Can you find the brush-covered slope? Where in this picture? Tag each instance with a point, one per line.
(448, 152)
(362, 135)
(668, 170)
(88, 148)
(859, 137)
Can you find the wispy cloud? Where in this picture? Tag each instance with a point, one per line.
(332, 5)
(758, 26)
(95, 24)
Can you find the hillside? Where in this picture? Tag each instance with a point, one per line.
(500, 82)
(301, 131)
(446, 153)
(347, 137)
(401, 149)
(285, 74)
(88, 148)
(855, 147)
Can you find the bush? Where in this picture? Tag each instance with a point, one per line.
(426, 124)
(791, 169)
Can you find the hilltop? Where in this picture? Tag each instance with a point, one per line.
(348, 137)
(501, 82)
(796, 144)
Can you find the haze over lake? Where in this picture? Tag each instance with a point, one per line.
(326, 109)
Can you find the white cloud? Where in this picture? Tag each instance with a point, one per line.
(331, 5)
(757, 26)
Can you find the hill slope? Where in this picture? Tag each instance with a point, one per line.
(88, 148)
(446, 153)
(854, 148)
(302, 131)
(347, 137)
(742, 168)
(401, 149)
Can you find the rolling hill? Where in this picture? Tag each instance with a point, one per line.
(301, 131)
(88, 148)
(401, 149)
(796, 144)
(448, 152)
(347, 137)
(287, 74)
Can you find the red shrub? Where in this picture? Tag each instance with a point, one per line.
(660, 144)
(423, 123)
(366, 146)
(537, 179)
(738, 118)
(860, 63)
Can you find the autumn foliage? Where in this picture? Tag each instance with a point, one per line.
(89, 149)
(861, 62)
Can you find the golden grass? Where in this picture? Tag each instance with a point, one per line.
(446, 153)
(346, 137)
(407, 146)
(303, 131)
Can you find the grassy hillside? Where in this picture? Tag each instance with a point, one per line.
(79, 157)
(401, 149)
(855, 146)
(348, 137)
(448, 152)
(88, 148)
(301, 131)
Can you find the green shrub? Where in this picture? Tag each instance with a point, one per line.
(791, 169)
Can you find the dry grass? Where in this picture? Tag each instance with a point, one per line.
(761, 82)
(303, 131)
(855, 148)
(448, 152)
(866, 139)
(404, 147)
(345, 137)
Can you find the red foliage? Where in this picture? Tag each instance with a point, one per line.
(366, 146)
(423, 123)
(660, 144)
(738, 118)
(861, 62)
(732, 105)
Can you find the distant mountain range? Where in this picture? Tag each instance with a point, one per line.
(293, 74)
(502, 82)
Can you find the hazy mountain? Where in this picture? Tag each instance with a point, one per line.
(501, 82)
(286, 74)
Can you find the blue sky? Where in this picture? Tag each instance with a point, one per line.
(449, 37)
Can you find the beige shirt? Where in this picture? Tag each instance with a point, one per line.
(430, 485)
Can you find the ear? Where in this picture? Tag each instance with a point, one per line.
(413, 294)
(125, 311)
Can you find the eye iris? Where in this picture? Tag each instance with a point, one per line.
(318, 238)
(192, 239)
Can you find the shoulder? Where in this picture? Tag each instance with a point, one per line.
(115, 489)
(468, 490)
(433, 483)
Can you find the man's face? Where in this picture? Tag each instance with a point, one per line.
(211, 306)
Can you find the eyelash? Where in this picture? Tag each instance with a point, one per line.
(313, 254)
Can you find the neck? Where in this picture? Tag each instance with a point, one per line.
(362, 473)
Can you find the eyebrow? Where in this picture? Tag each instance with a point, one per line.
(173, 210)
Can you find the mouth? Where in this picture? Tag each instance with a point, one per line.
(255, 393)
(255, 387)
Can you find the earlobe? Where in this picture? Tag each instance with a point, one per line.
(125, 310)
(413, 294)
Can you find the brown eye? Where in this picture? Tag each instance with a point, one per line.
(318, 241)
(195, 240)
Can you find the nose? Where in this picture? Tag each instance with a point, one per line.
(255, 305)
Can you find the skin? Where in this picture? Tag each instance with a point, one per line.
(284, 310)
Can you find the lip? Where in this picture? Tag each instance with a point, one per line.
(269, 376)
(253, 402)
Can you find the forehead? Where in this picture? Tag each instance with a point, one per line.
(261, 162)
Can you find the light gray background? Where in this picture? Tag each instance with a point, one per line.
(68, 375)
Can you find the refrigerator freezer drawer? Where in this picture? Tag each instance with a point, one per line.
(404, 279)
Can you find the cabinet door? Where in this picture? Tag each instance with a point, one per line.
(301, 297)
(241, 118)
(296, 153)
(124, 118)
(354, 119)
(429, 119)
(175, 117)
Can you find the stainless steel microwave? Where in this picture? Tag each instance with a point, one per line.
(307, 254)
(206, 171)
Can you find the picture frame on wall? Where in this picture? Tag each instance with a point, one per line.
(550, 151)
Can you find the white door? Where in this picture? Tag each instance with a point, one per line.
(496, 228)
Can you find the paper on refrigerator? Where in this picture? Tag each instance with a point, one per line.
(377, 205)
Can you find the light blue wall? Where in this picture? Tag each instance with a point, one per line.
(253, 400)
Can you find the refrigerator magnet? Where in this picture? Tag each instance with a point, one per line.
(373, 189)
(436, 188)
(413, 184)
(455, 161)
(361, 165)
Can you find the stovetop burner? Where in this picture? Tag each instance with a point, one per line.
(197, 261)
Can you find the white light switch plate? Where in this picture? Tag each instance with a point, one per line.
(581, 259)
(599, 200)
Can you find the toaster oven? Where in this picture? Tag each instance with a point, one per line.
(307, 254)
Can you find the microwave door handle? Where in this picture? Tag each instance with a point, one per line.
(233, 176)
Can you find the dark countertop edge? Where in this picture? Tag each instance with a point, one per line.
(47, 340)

══════════════════════════════

Write out every row above again word for word, in the same order and with nothing changed.

> [Output of the task]:
Can you find the brush-covered slope? Where in this picture? Tag each instance with a point, one per line.
(448, 152)
(362, 135)
(668, 170)
(88, 148)
(859, 137)
Can you find the wispy cloud? Where in this picture? Tag each instance with a point, one per line.
(332, 5)
(758, 26)
(95, 24)
Can you find the hillside? Where in this picture? Tag each instance with a point, one per line.
(500, 82)
(301, 131)
(446, 153)
(347, 137)
(401, 149)
(285, 74)
(88, 148)
(855, 147)
Can you find the bush? Where in this picture? Tag each instance with a point, one per line.
(426, 124)
(791, 169)
Can you find the hilltop? Where in this picture? Tag each instance with a point, one per line.
(348, 137)
(501, 82)
(796, 144)
Can you find the haze over lake? Where in this picture? Tag each instance with a point, one per line.
(326, 109)
Can you find the white cloud? Where in this picture? Tag each instance with a point, one per line.
(331, 5)
(757, 26)
Can you find the hill slope? Where in this picture? Tag each instance with a point, one per line.
(88, 148)
(446, 153)
(854, 148)
(302, 131)
(347, 137)
(742, 168)
(401, 149)
Can you find the rolling hill? Where in this picture? Tag each instance with a point, one per line.
(301, 131)
(88, 148)
(401, 149)
(796, 144)
(448, 152)
(347, 137)
(287, 74)
Can you find the red shrub? Where in this picture? Tag each instance with a point, one per line.
(660, 144)
(423, 123)
(366, 146)
(537, 179)
(738, 118)
(860, 63)
Can you find the autumn foliage? Where in this picture? Tag each instance with a point, one per line.
(89, 149)
(861, 62)
Can you find the golden grass? Where in this picture? Tag each instance with a point, one per line.
(446, 153)
(346, 137)
(407, 146)
(303, 131)
Can you find the grassy hillside? Where in this picture? Tag each instance with a point, one per line.
(79, 157)
(401, 149)
(855, 146)
(348, 137)
(448, 152)
(88, 148)
(301, 131)
Can you find the green shrub? Where in this picture? Tag each instance with a point, one per line.
(791, 169)
Can you find the dry grass? Where in this picture? Tag each instance with a point, one per line.
(761, 82)
(303, 131)
(855, 148)
(448, 152)
(866, 139)
(404, 147)
(345, 137)
Can you find the red foliage? Where in this picture? Tag each instance with a point, one per line.
(366, 146)
(423, 123)
(660, 144)
(738, 118)
(861, 62)
(732, 105)
Can you find the distant mountain range? Where in this picture? Tag each instance with a point, one per line.
(293, 74)
(502, 82)
Can you find the hazy mountain? Where in this picture? Tag each instance with a point, one per line.
(501, 82)
(286, 74)
Can you find the blue sky? Where in this picture? Tag each instance with a point, one per line.
(449, 37)
Can you find the beige shirt? Where in this picture? Tag each instance with a point, one per line.
(430, 485)
Can you find the ear? Where in this picture? Tag each instance with a point, one per line.
(413, 294)
(125, 311)
Can you find the eye iris? Where in this picture? Tag each instance with a point, one per line.
(318, 238)
(192, 239)
Can you find the shoulder? Where in this picture? Tag each instance with a point, one per line.
(115, 489)
(468, 490)
(433, 483)
Can you find the man's face? Where in this picture? Tag each instance with a point, one per line.
(211, 306)
Can you find the eyelash? Where in this picture? Tag each instance with a point, one per line.
(313, 254)
Can you find the neck? Where in this picture? Tag each instance with a point, one per line.
(362, 473)
Can you find the eyebrow? Where in this picture? Tag each instance with a point, one per line.
(173, 210)
Can you find the mouth? Where in this picture? Tag each instance with a point, one per line.
(255, 393)
(255, 387)
Can you find the earlobe? Where in this picture? Tag each instance with a point, one per line.
(125, 310)
(413, 294)
Can you find the brown eye? Where in this picture? Tag each instance with a point, one per line.
(318, 241)
(195, 240)
Can you find the nose? Where in this picture? Tag each instance with a point, one per line.
(255, 305)
Can you find the skin? Where in this picture? Tag each instance with a point, one per line.
(284, 310)
Can you find the lip? Where in this picture? Tag each instance with a point, one per line.
(269, 376)
(253, 402)
Can you find the forehead? Where in this picture? Tag each instance with a point, one per line.
(261, 162)
Can you find the light gray background? Where in this picture? Tag each instance with a point, one per line.
(68, 375)
Can you find the refrigerator freezer drawer? Where in this picture? Tag each instance with a point, one per line.
(404, 279)
Can you find the cabinet door? Where in this picture? Tag each instance with a point, one per line.
(301, 297)
(241, 118)
(296, 153)
(124, 118)
(354, 119)
(429, 119)
(175, 117)
Can you find the stainless steel microwave? Where in this picture? Tag each instance with a point, one per line.
(307, 254)
(206, 171)
Can you find the picture frame on wall? Where in this picture? Tag each instance with a point, one per line.
(550, 151)
Can you find the white door? Where in this picture? Tag each instance with a point, one per line.
(496, 228)
Can you find the paper on refrigerator? Where in this picture? Tag each instance with a point, one per line.
(377, 205)
Can you find the light blue wall? Where in this picture? Tag each instance with a point, one per line.
(253, 400)
Can you find the refrigerator magnet? Where in this picture? Tag each instance with a point, one per line.
(373, 189)
(436, 188)
(413, 184)
(455, 161)
(361, 165)
Can you find the stovetop burner? Where in this picture? Tag each instance with a point, one per line.
(197, 261)
Can you find the white light switch plate? Where in this picture? Tag each instance with a point, one per line.
(581, 259)
(599, 200)
Can you find the toaster oven? Where in this picture? Tag each instance with a point, one per line.
(307, 254)
Can you find the microwave door handle? Where in this picture? Tag each instance with a point, one per line.
(233, 176)
Can you find the dark countertop edge? Where in this picture? Tag each instance with a point, one per line.
(47, 340)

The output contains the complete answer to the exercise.